Data extracted from a collection:
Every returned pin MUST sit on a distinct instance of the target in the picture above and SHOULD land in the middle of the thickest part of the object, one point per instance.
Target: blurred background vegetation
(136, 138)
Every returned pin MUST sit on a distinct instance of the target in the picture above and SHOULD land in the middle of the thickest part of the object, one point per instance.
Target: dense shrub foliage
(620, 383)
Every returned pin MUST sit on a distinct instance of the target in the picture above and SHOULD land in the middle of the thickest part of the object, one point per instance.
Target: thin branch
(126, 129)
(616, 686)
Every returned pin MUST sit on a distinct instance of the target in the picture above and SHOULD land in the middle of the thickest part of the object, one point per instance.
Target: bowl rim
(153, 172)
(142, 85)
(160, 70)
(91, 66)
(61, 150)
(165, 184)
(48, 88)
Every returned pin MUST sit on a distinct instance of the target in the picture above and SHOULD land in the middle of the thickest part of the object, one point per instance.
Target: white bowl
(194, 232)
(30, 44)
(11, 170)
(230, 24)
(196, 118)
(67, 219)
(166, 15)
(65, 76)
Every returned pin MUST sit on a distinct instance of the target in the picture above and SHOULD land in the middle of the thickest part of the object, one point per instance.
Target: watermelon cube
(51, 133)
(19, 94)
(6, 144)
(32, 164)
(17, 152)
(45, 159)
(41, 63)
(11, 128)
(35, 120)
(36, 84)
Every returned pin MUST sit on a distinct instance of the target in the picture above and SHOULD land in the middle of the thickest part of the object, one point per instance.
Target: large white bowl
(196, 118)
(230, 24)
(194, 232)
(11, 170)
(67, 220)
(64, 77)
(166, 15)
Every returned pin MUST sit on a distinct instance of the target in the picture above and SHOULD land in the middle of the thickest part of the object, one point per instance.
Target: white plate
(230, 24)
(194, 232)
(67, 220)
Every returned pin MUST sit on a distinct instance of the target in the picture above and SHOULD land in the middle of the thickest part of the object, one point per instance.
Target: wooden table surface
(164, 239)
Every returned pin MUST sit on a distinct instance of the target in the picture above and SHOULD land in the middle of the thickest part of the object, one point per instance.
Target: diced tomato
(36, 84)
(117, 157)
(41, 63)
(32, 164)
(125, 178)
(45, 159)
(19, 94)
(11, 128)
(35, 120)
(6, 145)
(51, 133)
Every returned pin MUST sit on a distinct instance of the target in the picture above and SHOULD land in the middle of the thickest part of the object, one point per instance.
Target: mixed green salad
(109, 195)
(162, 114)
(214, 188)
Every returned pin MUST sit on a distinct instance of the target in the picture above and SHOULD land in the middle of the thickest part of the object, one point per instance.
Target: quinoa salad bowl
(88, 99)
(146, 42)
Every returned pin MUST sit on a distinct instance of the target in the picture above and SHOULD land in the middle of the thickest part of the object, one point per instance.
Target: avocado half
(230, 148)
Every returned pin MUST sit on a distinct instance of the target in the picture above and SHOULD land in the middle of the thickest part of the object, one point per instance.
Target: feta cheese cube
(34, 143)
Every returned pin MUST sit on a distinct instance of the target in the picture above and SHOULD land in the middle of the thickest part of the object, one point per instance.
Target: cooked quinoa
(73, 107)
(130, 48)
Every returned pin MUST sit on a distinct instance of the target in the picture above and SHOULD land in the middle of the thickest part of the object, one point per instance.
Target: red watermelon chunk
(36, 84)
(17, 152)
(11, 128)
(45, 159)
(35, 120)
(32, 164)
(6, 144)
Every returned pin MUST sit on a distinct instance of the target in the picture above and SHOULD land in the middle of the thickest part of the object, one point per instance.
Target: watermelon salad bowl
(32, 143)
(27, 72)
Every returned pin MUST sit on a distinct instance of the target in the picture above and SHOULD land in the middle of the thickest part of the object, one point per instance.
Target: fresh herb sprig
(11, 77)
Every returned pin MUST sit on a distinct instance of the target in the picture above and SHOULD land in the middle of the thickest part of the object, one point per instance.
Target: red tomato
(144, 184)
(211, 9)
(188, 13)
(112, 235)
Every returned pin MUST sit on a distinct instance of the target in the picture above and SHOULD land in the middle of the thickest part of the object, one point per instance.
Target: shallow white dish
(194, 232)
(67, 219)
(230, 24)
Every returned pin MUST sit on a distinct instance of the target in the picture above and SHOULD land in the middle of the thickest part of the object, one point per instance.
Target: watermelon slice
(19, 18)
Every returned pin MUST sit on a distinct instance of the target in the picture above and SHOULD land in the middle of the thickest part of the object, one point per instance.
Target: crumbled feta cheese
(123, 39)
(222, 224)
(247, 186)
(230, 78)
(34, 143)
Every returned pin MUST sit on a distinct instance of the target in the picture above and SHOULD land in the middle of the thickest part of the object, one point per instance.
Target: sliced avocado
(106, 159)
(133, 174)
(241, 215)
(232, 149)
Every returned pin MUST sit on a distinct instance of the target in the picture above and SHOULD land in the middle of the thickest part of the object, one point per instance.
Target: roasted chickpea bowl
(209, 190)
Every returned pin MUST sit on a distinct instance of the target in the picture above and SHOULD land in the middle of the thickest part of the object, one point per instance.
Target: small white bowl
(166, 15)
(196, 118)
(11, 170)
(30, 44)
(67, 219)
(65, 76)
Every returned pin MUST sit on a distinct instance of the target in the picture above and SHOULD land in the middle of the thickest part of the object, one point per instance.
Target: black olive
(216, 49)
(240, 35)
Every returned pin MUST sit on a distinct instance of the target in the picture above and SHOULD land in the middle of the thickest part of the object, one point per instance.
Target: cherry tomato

§ **Try it**
Set down the preceding data verbatim. Every line belongs in the copy.

§ **Response for this exercise**
Every returned pin MUST sit on a distinct instance of the target in the picture above and SHOULD land in the middle of the thickest part of the object, one point per instance.
Target: blurred background vegetation
(136, 138)
Every returned pin MUST sit on a distinct instance of the target in the picture above and SHOULD land in the middle of the thickest part of the object, one point per instance.
Target: dense shrub foliage
(620, 383)
Every returned pin MUST sit on a distinct instance of the target in the picture above and SHOULD land in the middle of the thickest part of the object, one point per instance.
Target: thin branch
(126, 129)
(616, 686)
Every returned pin MUST sit on a distinct instance of the target in the picture above and SHOULD land in the middle of the thickest part of the object, one point per instance.
Target: bowl rim
(153, 172)
(142, 85)
(160, 70)
(91, 66)
(61, 150)
(165, 184)
(48, 88)
Every returned pin MUST sit on a distinct instance of the target in the picture above and SHOULD land in the middle of the thickest part of the object, one point per instance.
Target: white bowl
(194, 232)
(30, 44)
(11, 170)
(230, 24)
(196, 118)
(67, 219)
(166, 15)
(65, 76)
Every returned pin MUST sit on a distinct instance of the target in the picture above and SHOULD land in the middle of the thickest part of the object, one point per instance.
Target: watermelon cube
(51, 133)
(19, 94)
(6, 144)
(32, 164)
(17, 152)
(45, 159)
(41, 63)
(11, 128)
(35, 120)
(36, 84)
Every returned pin MUST sit on a distinct instance of the target in the picture above and SHOULD land in the middle of the thickest part of the object, one point per instance.
Target: large white bowl
(196, 118)
(230, 24)
(194, 232)
(11, 170)
(67, 220)
(64, 77)
(166, 15)
Every returned pin MUST sit on a distinct instance of the target in the picture above and SHOULD land in the middle of the thickest part of the object, one point per instance.
Target: white plate
(230, 24)
(194, 232)
(67, 220)
Every returned pin MUST sit on a distinct instance of the target in the picture above and SHOULD land in the middle of the thickest part of the object, one point per instance.
Target: wooden table surface
(164, 239)
Every returned pin MUST sit on a distinct instance of the target in the picture above and SHOULD land in the middle of the thickest part of the object, one point per instance.
Target: diced tomato
(36, 84)
(117, 157)
(41, 63)
(32, 164)
(125, 178)
(45, 159)
(19, 94)
(11, 128)
(35, 120)
(6, 145)
(51, 133)
Every returned pin MUST sit on a distinct instance of the target in the picture above and SHOULD land in the middle of the thickest part of the object, one point per instance.
Target: mixed green salad
(109, 195)
(162, 114)
(214, 188)
Every returned pin MUST sit on a distinct instance of the target in the picture above and SHOULD land in the middle of the thickest part of the object, one point per instance.
Target: quinoa salad bowl
(88, 99)
(146, 42)
Every returned pin MUST sit on a distinct instance of the target in the picture above and SHOULD land in the middle of the thickest part of the object, one point per instance.
Target: avocado half
(230, 148)
Every returned pin MUST sit on a distinct instance of the target in the picture above and SHOULD land in the middle of the thickest part of the object, one point per instance.
Target: feta cheese cube
(34, 143)
Every returned pin MUST sit on a distinct instance of the target in the picture above and SHOULD land in the middle of the thickest part of the object, one point per instance.
Target: cooked quinoa
(73, 107)
(130, 48)
Every returned pin MUST sit on a distinct instance of the target in the picture above and SHOULD land in the middle of the thickest part of the object, one point per instance.
Target: red watermelon chunk
(36, 84)
(17, 152)
(11, 128)
(45, 159)
(35, 120)
(32, 164)
(6, 144)
Every returned pin MUST sit on a distinct instance of the target in the picture above and SHOULD land in the middle of the thickest part of the object, one point per instance.
Target: watermelon salad bowl
(32, 143)
(27, 72)
Every returned pin MUST sit on a distinct instance of the target in the picture above and SHOULD land in the middle of the thickest part of the object, one point per instance.
Target: fresh herb sprig
(11, 77)
Every returned pin MUST sit on a distinct instance of the target in the picture above and SHOULD land in the middle of the thickest part of the object, one point per instance.
Target: red tomato
(144, 184)
(211, 9)
(188, 13)
(112, 235)
Every returned pin MUST sit on a distinct instance of the target in the picture above and SHOULD land in the middle of the thickest part of the object, one point per instance.
Target: shallow white dish
(194, 232)
(67, 219)
(230, 24)
Every returned pin MUST sit on a distinct instance of the target in the picture above and SHOULD land in the middle of the thickest part of the object, one point per instance.
Target: watermelon slice
(19, 18)
Every returned pin MUST sit on a distinct instance of the target in the picture above and SHOULD land in the middle of the thickest part of the object, one point per instance.
Target: crumbled feta cheese
(123, 39)
(222, 224)
(247, 186)
(230, 78)
(34, 143)
Every returned pin MUST sit on a distinct instance of the target in the picture above and SHOULD land in the middle of the thickest part of the object, one point per instance.
Target: sliced avocado
(106, 159)
(133, 174)
(241, 215)
(232, 149)
Every returned pin MUST sit on a distinct instance of the target in the picture above and SHOULD land in the middle of the thickest part of the object, one point per instance.
Target: roasted chickpea bowl
(209, 190)
Every returned pin MUST sit on a distinct instance of the target in the picture above and SHOULD land in the middle of the thickest part of the object, one point per instance.
Target: small white bowl
(166, 15)
(196, 118)
(11, 170)
(30, 44)
(67, 219)
(65, 76)
Every returned pin MUST sit on a distinct instance of the target in the picture above and SHOULD land in the middle of the thickest part of the object, one point per instance.
Target: black olive
(216, 49)
(240, 35)
Every returned pin MUST sit on a distinct instance of the target in the picture above and SHOULD land in the middle of the thickest part of the object, one point per instance.
Target: cherry tomato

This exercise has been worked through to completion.